◆ Problem requirements
All of the data goes into your copy exactly as written. Images do not.

━━━━━ Data provided

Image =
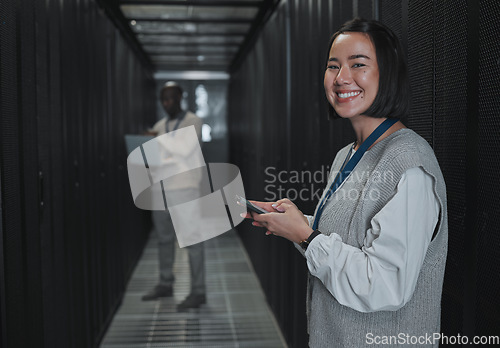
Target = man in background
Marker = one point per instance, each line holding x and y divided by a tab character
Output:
170	97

━━━━━━━━━━

◆ Task result
Image =
Target = man in background
Marker = one point per instance, each line holding x and y divided by a tab character
Output:
170	97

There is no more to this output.